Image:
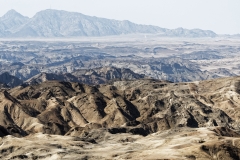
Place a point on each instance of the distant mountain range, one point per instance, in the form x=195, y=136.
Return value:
x=57, y=23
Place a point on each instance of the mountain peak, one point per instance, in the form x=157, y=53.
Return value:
x=12, y=13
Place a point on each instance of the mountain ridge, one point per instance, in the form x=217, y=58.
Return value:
x=59, y=23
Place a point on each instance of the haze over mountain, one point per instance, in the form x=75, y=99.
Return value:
x=58, y=23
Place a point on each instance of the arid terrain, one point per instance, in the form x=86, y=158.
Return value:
x=120, y=97
x=136, y=119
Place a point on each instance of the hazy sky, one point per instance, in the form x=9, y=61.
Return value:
x=221, y=16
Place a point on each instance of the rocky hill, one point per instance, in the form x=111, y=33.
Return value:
x=174, y=111
x=56, y=23
x=9, y=80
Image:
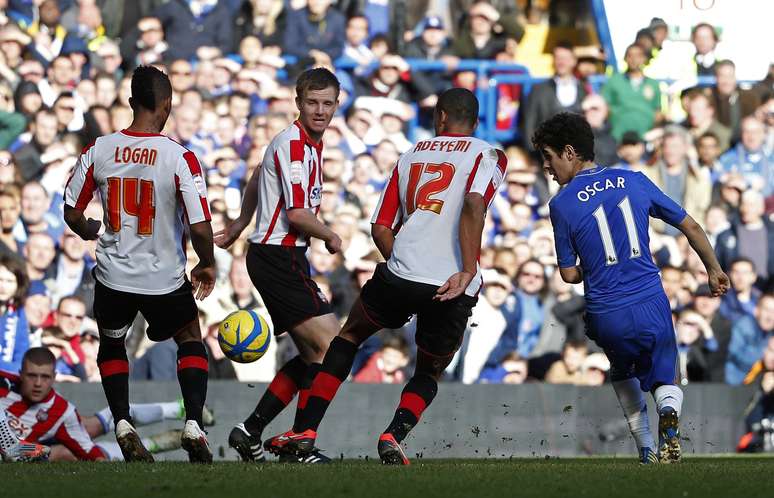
=====
WRITTEN REQUEST
Write out every line of the records above again, shifting each x and y coordinate in the answers up by 24 and leaving all other lines unchanged. Leave the pictures out.

THE COMPLETED TASK
Image:
Place a point on each instance of the distant mountain range, one point per instance, in the form x=195, y=136.
Return value:
x=81, y=47
Place a point on each instance of the mountain peak, one point per instance, in the form x=157, y=53.
Return value:
x=36, y=37
Place a point on each instance of the mountain ridge, one point per instance, in the form x=217, y=58.
Return value:
x=83, y=47
Place a point on each instance of the haze over mountain, one point per instance, in the form x=75, y=99.
Return value:
x=82, y=47
Place a point on each instance of the arid terrain, one point per instance, in the form x=86, y=158.
Return value:
x=144, y=121
x=160, y=143
Place a point on each instance of the hazy sky, one point per instance, in the form x=9, y=61.
Return value:
x=245, y=40
Place a point on each instance of the rocky hill, one point per instance, in the form x=111, y=33.
Return value:
x=198, y=135
x=80, y=47
x=33, y=104
Image:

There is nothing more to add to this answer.